Records from a point annotation dataset:
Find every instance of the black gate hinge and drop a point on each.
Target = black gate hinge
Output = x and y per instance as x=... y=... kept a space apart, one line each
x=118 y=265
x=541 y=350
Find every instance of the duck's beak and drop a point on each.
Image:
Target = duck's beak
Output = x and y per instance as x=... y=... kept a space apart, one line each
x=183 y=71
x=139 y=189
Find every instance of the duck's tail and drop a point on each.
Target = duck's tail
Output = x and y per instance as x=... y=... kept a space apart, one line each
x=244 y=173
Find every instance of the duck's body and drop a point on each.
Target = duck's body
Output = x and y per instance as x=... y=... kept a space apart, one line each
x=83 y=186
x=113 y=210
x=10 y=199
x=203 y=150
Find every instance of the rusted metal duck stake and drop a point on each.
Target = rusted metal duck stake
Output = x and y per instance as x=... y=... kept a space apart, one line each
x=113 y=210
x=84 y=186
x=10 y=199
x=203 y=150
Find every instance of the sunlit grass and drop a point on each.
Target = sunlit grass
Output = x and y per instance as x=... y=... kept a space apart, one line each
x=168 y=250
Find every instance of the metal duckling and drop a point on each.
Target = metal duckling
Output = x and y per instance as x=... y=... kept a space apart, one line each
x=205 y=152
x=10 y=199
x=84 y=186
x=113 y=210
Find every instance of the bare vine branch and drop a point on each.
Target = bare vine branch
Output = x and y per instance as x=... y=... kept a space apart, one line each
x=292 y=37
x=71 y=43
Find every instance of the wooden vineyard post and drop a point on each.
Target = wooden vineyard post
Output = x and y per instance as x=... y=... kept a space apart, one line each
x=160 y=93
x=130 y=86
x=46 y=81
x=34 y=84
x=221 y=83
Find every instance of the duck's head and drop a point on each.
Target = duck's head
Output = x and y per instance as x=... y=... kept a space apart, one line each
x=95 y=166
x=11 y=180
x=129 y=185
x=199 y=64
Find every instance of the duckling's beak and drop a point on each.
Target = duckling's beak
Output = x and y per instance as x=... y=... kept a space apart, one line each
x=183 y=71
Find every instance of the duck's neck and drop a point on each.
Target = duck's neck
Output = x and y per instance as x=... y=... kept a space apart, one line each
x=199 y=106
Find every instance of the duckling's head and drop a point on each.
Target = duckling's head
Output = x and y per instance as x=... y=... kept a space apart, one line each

● EXERCISE AIM: Reproduce every line of the records above verbatim, in their original order.

● FULL SOLUTION:
Find every instance of the black gate hinge and drop a point on each.
Target = black gate hinge
Output = x and y per instance as x=... y=... kept a space apart, one line each
x=118 y=265
x=541 y=350
Find every instance of the duck's beak and drop a point on each.
Image:
Target = duck's beak
Output = x and y per instance as x=... y=... kept a space apart, one line each
x=183 y=71
x=139 y=189
Find every instance of the duck's tail and drop a point on each.
Target = duck's tail
Output = x and y per instance as x=... y=... kept a space apart, one line each
x=244 y=173
Find every instance of the duck's body and drop a point on each.
Target = duck's body
Output = x and y per instance as x=... y=... kept a space apart, one line each
x=83 y=186
x=113 y=210
x=10 y=199
x=203 y=150
Find every instance of the rusted metal duck stake and drop a point on each.
Target = rusted metal duck stake
Output = x and y per instance as x=... y=... kept a space apart, one line each
x=113 y=210
x=84 y=186
x=10 y=199
x=203 y=150
Find every instance of the sunlit grass and drop a point on each.
Target = sunlit grass
Output = x and y per instance as x=... y=... kept a space apart, one line each
x=168 y=250
Find every instance of the metal duckling and drop a point on each.
Target = metal duckling
Output = x and y per instance as x=... y=... kept a space apart, one line each
x=205 y=152
x=10 y=199
x=84 y=186
x=113 y=210
Find every instance of the bare vine branch and drop a point on each.
Target = bare vine branch
Output = x and y per instance as x=... y=... kept a space apart, one line each
x=292 y=37
x=71 y=43
Find every instance of the wooden vineyard post and drop a point on each.
Target = wooden vineyard post
Output = x and y per instance as x=... y=... kept a space apart, one line each
x=160 y=93
x=130 y=86
x=46 y=81
x=34 y=84
x=221 y=83
Find every instance of the duck's head and drop a point on each.
Target = duck's head
Output = x and y per instance as x=... y=... kept a space apart, one line each
x=95 y=166
x=11 y=180
x=129 y=185
x=199 y=64
Find every instance of the duckling's beak and drop a point on each.
Target = duckling's beak
Output = x and y per instance as x=... y=... kept a space apart, one line each
x=183 y=71
Find every instance of the duck's neck and drop a point on each.
Target = duck's neck
Output = x and y per instance as x=... y=... kept a space apart, one line each
x=199 y=106
Find every instance of the duckling's head and drop a point on each.
Target = duckling's head
Output = x and y per instance as x=... y=... kept a space apart, one line each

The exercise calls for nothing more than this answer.